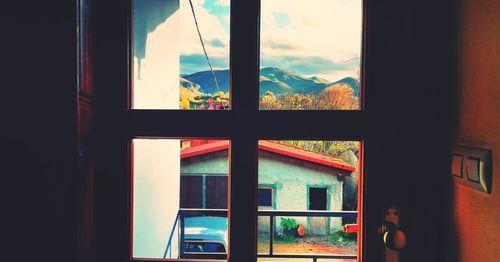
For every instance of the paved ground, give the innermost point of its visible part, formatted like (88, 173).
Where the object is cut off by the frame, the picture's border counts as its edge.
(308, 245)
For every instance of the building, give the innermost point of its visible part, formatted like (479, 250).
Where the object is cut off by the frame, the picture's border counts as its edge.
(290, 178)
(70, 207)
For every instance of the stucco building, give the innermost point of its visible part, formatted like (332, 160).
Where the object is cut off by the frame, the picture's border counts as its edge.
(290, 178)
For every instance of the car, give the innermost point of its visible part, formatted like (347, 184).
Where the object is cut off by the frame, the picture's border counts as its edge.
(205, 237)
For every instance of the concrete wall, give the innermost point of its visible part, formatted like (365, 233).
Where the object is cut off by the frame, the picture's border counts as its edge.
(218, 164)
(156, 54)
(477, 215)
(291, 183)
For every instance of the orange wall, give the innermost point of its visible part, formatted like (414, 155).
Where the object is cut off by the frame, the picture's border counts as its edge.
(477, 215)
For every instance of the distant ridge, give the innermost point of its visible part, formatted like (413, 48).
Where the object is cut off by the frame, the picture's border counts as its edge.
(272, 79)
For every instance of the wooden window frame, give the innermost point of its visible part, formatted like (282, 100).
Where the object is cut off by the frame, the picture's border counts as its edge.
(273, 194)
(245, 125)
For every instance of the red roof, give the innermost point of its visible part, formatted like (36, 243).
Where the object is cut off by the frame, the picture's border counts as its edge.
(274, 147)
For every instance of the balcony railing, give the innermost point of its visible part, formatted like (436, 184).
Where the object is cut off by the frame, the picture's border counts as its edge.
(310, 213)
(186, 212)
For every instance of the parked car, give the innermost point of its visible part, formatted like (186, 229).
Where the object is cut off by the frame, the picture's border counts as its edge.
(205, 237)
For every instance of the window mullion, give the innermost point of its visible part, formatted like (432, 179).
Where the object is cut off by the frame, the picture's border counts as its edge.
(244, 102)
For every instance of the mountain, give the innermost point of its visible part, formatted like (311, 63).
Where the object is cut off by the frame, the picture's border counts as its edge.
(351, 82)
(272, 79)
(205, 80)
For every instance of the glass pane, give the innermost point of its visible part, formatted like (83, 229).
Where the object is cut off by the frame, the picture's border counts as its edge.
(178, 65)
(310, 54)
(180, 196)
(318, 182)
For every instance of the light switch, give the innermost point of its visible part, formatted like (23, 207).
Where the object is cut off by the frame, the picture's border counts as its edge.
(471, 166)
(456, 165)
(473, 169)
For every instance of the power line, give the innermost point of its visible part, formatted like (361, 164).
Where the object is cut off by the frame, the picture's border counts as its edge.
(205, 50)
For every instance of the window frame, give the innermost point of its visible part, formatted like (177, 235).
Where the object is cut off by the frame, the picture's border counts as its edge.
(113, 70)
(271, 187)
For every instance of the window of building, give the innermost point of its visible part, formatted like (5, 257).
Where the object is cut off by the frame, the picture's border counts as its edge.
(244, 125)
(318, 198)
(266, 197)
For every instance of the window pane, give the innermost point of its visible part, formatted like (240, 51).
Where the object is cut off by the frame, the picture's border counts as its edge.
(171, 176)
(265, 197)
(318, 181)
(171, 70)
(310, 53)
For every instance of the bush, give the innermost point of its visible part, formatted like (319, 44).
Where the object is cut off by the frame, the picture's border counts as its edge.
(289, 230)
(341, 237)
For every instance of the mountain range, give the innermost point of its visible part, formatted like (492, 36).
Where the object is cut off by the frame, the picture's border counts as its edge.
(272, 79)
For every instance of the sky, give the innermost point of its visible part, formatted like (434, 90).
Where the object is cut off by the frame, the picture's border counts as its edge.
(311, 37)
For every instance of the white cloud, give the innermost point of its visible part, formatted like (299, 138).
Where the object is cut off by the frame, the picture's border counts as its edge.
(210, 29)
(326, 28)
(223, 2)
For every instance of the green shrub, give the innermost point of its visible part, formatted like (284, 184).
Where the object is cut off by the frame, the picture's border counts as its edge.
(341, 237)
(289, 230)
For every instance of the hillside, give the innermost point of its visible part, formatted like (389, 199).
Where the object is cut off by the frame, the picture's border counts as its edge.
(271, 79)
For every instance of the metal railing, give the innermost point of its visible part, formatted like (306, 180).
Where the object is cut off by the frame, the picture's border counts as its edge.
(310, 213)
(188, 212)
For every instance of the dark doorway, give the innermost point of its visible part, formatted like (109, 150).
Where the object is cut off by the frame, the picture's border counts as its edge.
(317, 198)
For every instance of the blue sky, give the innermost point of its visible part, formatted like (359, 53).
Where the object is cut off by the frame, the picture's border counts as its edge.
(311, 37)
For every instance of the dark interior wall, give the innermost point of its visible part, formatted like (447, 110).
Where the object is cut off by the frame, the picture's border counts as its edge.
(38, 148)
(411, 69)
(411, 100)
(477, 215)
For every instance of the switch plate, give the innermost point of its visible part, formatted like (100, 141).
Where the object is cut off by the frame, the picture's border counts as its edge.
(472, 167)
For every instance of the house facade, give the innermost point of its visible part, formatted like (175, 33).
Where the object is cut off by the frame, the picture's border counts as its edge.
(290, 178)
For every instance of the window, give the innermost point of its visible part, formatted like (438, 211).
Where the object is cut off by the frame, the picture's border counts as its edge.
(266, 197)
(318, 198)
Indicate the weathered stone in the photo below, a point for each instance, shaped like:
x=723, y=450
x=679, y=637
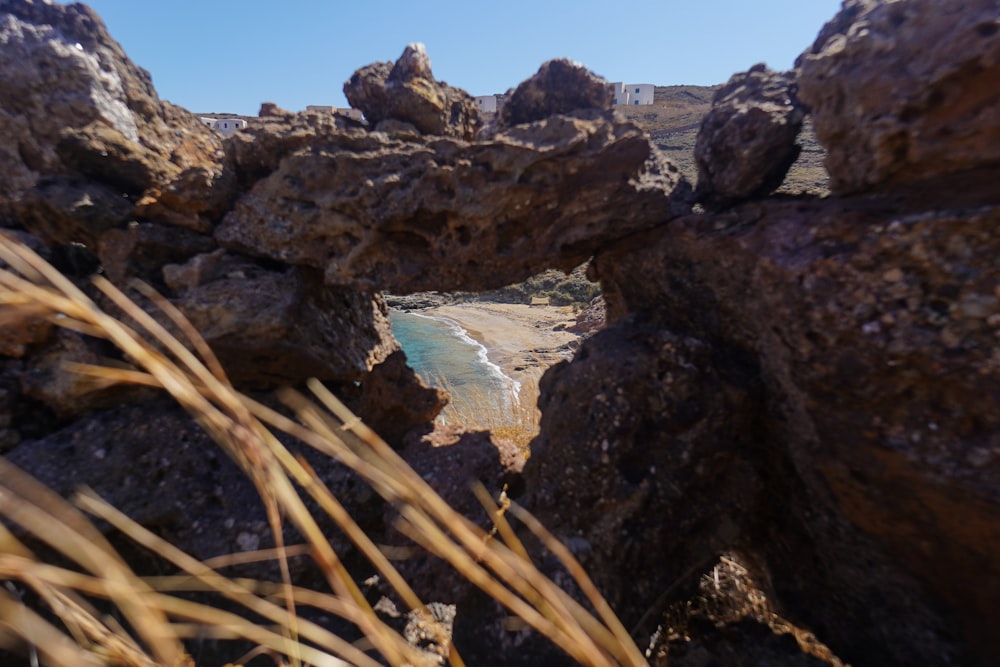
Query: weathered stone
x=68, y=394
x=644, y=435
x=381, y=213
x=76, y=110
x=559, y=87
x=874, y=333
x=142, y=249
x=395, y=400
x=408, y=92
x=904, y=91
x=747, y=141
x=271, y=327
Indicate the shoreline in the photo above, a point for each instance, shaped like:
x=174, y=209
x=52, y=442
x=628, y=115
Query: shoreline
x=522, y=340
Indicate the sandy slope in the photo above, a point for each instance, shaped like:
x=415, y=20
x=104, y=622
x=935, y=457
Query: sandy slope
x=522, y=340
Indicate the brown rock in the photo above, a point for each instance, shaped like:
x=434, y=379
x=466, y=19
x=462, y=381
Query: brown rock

|---|

**Task brief:** Would you copy each line above exactly as given, dropping any images?

**The answer:**
For every instance of the paved ground, give the innermost point of its visible part, formatted like (88, 173).
Where the object is cut off by the frame, the picture's border counts as its edge.
(308, 245)
For every instance of the building, give the innermost point of its visible part, formatted like (479, 250).
Where the object is cut off by the frame, the picture's border counts as its edge.
(290, 178)
(70, 207)
For every instance of the stucco building, give the innermost point of its visible part, formatted like (332, 160).
Where the object is cut off by the frame, the picture's border counts as its edge.
(290, 178)
For every instance of the car, give the innermost point of its visible part, formatted like (347, 184).
Where the object is cut off by the frame, the picture's border counts as its edge.
(205, 237)
For every instance of the concrete wall, give the innermost point of its visible part, formatted like (365, 233).
Where the object is cut off by the frame, the picture's border counts as its edge.
(218, 164)
(156, 54)
(477, 215)
(291, 183)
For every instance of the orange wall, give the innermost point of its visible part, formatted like (414, 155).
Where the object is cut off by the frame, the picture's border counts as its edge.
(477, 215)
For every instance of the distant ridge, give the innermost point of its visible part, formatted like (413, 48).
Where the object is cut off by the frame, the picture's border counts as its edge.
(272, 79)
For every instance of the wooden window frame, give the innermost point of its visible part, formatted like (282, 100).
Where the object is cut off by the frame, the picture's border counts as its edge.
(273, 194)
(245, 125)
For every instance of the red roof, give the innermost point of its visible part, formatted like (36, 243).
Where the object is cut off by the frame, the picture's border counts as its edge.
(274, 147)
For every instance of the balcony railing, give the innermost point of its visible part, formatted like (436, 184).
Where the object is cut off by the frame, the picture's border counts as its edge.
(310, 213)
(186, 212)
For every instance of the parked car, give the innermost point of its visible part, formatted like (186, 229).
Where the object is cut off by the frame, the picture's border counts as its edge.
(205, 237)
For every instance of the window mullion, give the innermost point of its visible part, formatted like (432, 179).
Where the object is cut off by the frame, the picture's border counts as its edge.
(244, 102)
For every instance of the mountain, give the innermost point of its visible part, formatted like (311, 63).
Where the object is cut off by the frame, the picture's border counts as its edge.
(351, 82)
(272, 79)
(205, 80)
For every instance of the glass pane, give the innermost point of its visible part, formatted like (83, 229).
Where the object is cut off by the frame, the picture's border counts as its edge.
(178, 65)
(310, 54)
(180, 196)
(318, 182)
For every instance of the light switch, give the innermost point of its visible part, formatted like (23, 207).
Where the object is cut off by the frame, the picture's border counts as its edge.
(471, 166)
(456, 165)
(473, 169)
For every instance of the power line, give the innermost point of its visible part, formatted like (361, 164).
Where the object is cut off by the frame, the picture's border counts as its edge.
(205, 50)
For every instance of the window frame, give the innermost point of its visible part, formatted like (177, 235).
Where the object is cut off by the frame, the picture's border counts as its edge.
(113, 70)
(271, 187)
For every instance of the window of building, give the innermost point of its visible part, formatted like (5, 257).
Where the object is cut off by the frame, the picture's border counts as its edge.
(244, 125)
(318, 198)
(266, 197)
For every instance of the window pane, give the innermost point of its visible part, formatted like (240, 51).
Where the object is cut off by the frame, the picture's border counts as its edge.
(171, 176)
(265, 197)
(318, 181)
(171, 70)
(310, 53)
For every instance of the bush, give the innermost point of its visible part, formatted like (319, 44).
Where the object is cut off by the frame, the picture's border counts as its edge.
(289, 230)
(341, 237)
For every instance of the mountain range, give the innermost point of its visible part, formatted like (492, 36).
Where the object is cut off by the frame, the picture's border counts as its edge.
(272, 79)
For every instance of the sky, give the innermost point of its visible part, formatted like (434, 90).
Where the object is cut off by the frame, the picture's border counts as its edge.
(311, 37)
For every instance of the white cloud, give the innermost point of its visible part, formatted like (299, 138).
Where the object is cut off by the frame, the picture's border counts as its edge.
(210, 29)
(326, 28)
(223, 2)
For every instance of the green shrub, give the innermost point of its visible part, formatted like (284, 184).
Where the object is cut off by the frame, the picture's border counts as its edge.
(341, 237)
(289, 230)
For every instance of the hillside, give the innermost point of its visible part, formatted like (389, 199).
Where the object is cut off by the frame, the picture's border counts as its edge.
(271, 79)
For every instance of the metal railing, give the innermost point of its visible part, formatted like (306, 180).
Where the object is cut off by the frame, the picture's border counts as its edge.
(310, 213)
(188, 212)
For every instance of the dark doorway, give the innermost point of its visible part, formatted like (109, 150).
Where the object is cut off by the frame, the picture's border counts as its edge.
(317, 198)
For every instance of the blue sky, give the innermost point of its visible part, formatted like (359, 53).
Where the object is cut off by the frame, the picture's border counts as its edge.
(311, 37)
For every instance of the dark interior wall, give the innermost point of its visible part, formatted like (447, 110).
Where the object is cut off by the frame, the picture's border counts as its edge.
(38, 148)
(411, 69)
(411, 100)
(477, 215)
For every instance of the switch plate, give the innermost point of its visible part, formatted like (100, 141).
Where the object is cut off by the frame, the picture's border counts as its edge.
(472, 167)
For every instance of the house facade, give the innermost point of its visible part, formatted like (175, 33).
Where the object is cut off by the frame, the picture's border counts as its edge.
(290, 178)
For every instance of the window, give the innermost point of its visible part, formatted like (438, 211).
Where the object is cut off by the frame, the picture's border counts as its edge.
(266, 197)
(318, 198)
Indicate the weathered stone in the photo below, a point for each instance, shaped like:
x=723, y=450
x=679, y=637
Query: weathered stone
x=68, y=394
x=644, y=435
x=381, y=213
x=76, y=110
x=559, y=87
x=874, y=333
x=142, y=249
x=395, y=400
x=408, y=92
x=904, y=91
x=747, y=141
x=271, y=327
Indicate the shoreline in the photo above, a point for each instance, shaped like:
x=174, y=209
x=52, y=442
x=628, y=115
Query: shoreline
x=522, y=340
Indicate the sandy slope in the photo above, a point for each instance, shaped like:
x=415, y=20
x=104, y=622
x=935, y=457
Query: sandy slope
x=522, y=340
Indicate the brown rock in the photo above, a point for each instance, shaped like:
x=434, y=379
x=466, y=19
x=462, y=381
Query: brown rock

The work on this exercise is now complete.